* **ACTIONS TO TAKE**
- a) In the XFS patch review, what does kmalloc never do when GFP_NOFAIL is set?
- b) Do these statements agree with the XFS patch review? (i) The patch changes nine files. (ii) After the change, the XFS-specific error message is kept. (iii) kmalloc has internal congestion_wait() backoffs. Answer yes or no for each, quoting the deciding words.
- c) Write what comes next in the XFS patch review, picking up after its last line.

Re: [PATCH 09/11] xfs: rework kmem_alloc_{io,large} to use GFP_* flags

Dave Chinner <david@xxxxxxxxxxxxx> · Thu, 14 Nov 2019 06:56:53 +1100

On Wed, Nov 13, 2019 at 10:08:50AM -0800, Darrick J. Wong wrote:
> On Wed, Nov 13, 2019 at 03:23:33PM +0100, Carlos Maiolino wrote:
> > Pass slab flags directly to these functions
> > 
> > Signed-off-by: Carlos Maiolino <cmaiolino@xxxxxxxxxx>
> > ---
> >  fs/xfs/kmem.c                 | 60 ++++-------------------------------
> >  fs/xfs/kmem.h                 |  8 ++---
> >  fs/xfs/libxfs/xfs_attr_leaf.c |  2 +-
> >  fs/xfs/scrub/attr.c           |  8 ++---
> >  fs/xfs/scrub/attr.h           |  3 +-
> >  fs/xfs/xfs_buf.c              |  7 ++--
> >  fs/xfs/xfs_log.c              |  2 +-
> >  fs/xfs/xfs_log_cil.c          |  2 +-
> >  fs/xfs/xfs_log_recover.c      |  3 +-
> >  9 files changed, 22 insertions(+), 73 deletions(-)
> > 
> > diff --git a/fs/xfs/kmem.c b/fs/xfs/kmem.c
> > index 79467813d810..44145293cfc9 100644
> > --- a/fs/xfs/kmem.c
> > +++ b/fs/xfs/kmem.c
> > @@ -8,54 +8,6 @@
> >  #include "xfs_message.h"
> >  #include "xfs_trace.h"
> >  
> > -static void *
> > -__kmem_alloc(size_t size, xfs_km_flags_t flags)
> > -{
> > -	int	retries = 0;
> > -	gfp_t	lflags = kmem_flags_convert(flags);
> > -	void	*ptr;
> > -
> > -	trace_kmem_alloc(size, flags, _RET_IP_);
> > -
> > -	do {
> > -		ptr = kmalloc(size, lflags);
> > -		if (ptr || (flags & KM_MAYFAIL))
> > -			return ptr;
> > -		if (!(++retries % 100))
> > -			xfs_err(NULL,
> > -	"%s(%u) possible memory allocation deadlock size %u in %s (mode:0x%x)",
> > -				current->comm, current->pid,
> > -				(unsigned int)size, __func__, lflags);
> > -		congestion_wait(BLK_RW_ASYNC, HZ/50);
> 
> Why is it ok to remove the "wait for congestion and retry" logic here?
> Does GFP_NOFAIL do all that for us?

Yes - kmalloc will never return failure if GFP_NOFAIL is set, and
it has internal congestion_wait() backoffs. All we lose here is
the XFS specific error message - we'll get the generic warnings
now...

> Same question for the other two patches that remove similar loops from
> other functions.
> 
> > -	} while (1);
> > -}
> > -
> > -
> > -/*
> > - * __vmalloc() will allocate data pages and auxiliary structures (e.g.

* **EXTRACTED INFORMATION**
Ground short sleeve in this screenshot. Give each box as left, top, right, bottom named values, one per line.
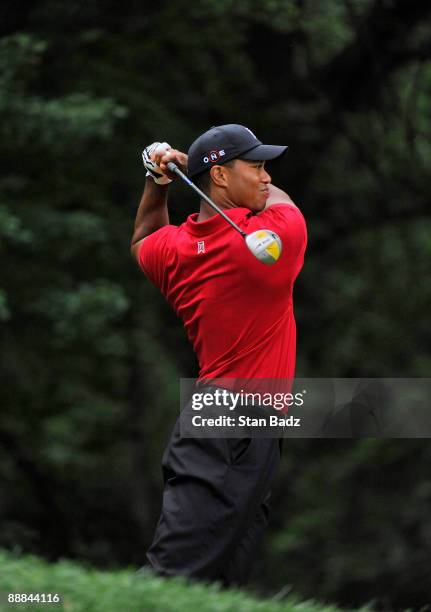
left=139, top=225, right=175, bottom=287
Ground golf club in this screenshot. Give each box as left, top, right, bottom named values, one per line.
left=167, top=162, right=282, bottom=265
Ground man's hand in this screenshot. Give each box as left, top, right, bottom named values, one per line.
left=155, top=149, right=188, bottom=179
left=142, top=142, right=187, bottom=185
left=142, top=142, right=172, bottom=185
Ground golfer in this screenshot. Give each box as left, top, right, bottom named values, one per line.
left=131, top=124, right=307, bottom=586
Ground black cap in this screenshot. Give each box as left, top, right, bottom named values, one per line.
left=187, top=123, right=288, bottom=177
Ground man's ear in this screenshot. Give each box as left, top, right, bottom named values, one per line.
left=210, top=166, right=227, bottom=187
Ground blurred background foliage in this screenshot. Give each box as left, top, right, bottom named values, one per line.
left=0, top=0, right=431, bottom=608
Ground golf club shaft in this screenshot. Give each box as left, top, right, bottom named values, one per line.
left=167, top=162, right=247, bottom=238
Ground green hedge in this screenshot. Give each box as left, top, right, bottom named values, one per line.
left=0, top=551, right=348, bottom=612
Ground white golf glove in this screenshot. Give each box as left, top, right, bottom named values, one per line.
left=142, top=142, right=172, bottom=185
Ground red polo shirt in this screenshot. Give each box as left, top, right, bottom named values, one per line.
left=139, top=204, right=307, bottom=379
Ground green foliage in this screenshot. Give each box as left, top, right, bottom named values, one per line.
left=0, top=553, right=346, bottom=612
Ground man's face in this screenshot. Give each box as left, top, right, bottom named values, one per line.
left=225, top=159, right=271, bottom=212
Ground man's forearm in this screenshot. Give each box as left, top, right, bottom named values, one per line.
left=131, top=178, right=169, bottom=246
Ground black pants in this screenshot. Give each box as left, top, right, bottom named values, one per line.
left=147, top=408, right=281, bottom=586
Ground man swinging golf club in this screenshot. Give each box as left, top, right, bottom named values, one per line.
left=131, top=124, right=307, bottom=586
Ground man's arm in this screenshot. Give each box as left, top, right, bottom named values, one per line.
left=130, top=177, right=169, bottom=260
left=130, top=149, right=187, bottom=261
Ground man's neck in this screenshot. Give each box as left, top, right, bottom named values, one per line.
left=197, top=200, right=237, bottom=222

...

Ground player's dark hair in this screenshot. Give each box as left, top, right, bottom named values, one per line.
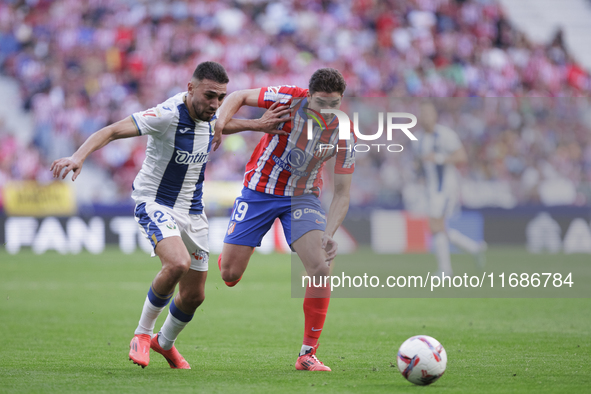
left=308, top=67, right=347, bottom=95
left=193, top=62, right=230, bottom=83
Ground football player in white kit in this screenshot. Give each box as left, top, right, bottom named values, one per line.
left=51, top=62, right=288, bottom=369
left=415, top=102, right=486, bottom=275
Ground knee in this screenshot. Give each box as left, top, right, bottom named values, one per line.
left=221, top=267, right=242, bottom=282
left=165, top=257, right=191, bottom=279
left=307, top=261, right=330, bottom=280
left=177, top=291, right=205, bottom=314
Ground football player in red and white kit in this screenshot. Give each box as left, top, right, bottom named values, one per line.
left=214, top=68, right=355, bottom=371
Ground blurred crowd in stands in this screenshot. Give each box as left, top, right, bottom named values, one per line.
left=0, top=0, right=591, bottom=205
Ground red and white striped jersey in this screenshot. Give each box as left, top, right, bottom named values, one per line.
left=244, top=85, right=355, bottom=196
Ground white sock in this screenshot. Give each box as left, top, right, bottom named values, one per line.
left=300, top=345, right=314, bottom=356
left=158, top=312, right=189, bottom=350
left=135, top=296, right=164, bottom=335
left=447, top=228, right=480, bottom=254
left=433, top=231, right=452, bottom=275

* **ANSWERS FOR THIS EXERCISE**
- a) It never returns failure.

- b)
(i) Yes: "9 files changed, 22 insertions(+), 73 deletions(-)"
(ii) No: "All we lose here is the XFS specific error message"
(iii) Yes: "it has internal congestion_wait() backoffs"

- c)
> > - * pagetables) with GFP_KERNEL, yet we may be under GFP_NOFS context here. Hence
> > - * we need to tell memory reclaim that we are in such a context via
> > - * PF_MEMALLOC_NOFS to prevent memory reclaim re-entering the filesystem here
> > - * and potentially deadlocking.
> > - */
> > -static void *
> > -__kmem_vmalloc(size_t size, xfs_km_flags_t flags)
> > -{
> > -	unsigned nofs_flag = 0;
> > -	void	*ptr;
> > -	gfp_t	lflags = kmem_flags_convert(flags);
> > -
> > -	if (flags & KM_NOFS)
> > -		nofs_flag = memalloc_nofs_save();
> > -
> > -	ptr = __vmalloc(size, lflags, PAGE_KERNEL);
> > -
> > -	if (flags & KM_NOFS)
> > -		memalloc_nofs_restore(nofs_flag);
> > -
> > -	return ptr;
> > -}
> 
> I think this deletes too much -- as the comment says, a caller can pass
> in GFP_NOFS and we have to push that context all the way through to
> /any/ allocation that happens under __vmalloc.
> 
> However, it's possible that the mm developers have fixed __vmalloc to
> pass GFP_NOFS through to every allocation that can be made.  Is that the
> case?

Nope, vmalloc will still do GFP_KERNEL allocations internally. We
need to keep the kmem_vmalloc wrappers as they stand, just converted
to use GFP flags.

> TBH this series would be better sequenced as (1) get rid of pointless
> wrappers, (2) convert kmem* callers to use GFP flags, and (3) save
> whatever logic changes for the end.  If nothing else I could pull the
> first two parts and leave the third for later.

*nod*

> >  static inline void *
> > -kmem_zalloc_large(size_t size, xfs_km_flags_t flags)
> > +kmem_zalloc_large(size_t size, gfp_t flags)
> >  {
> > -	return kmem_alloc_large(size, flags | KM_ZERO);
> > +	return kmem_alloc_large(size, flags | __GFP_ZERO);
> >  }

I'd also kill these zalloc wrappers and just pass __GFP_ZERO
directly.

Cheers,

Dave.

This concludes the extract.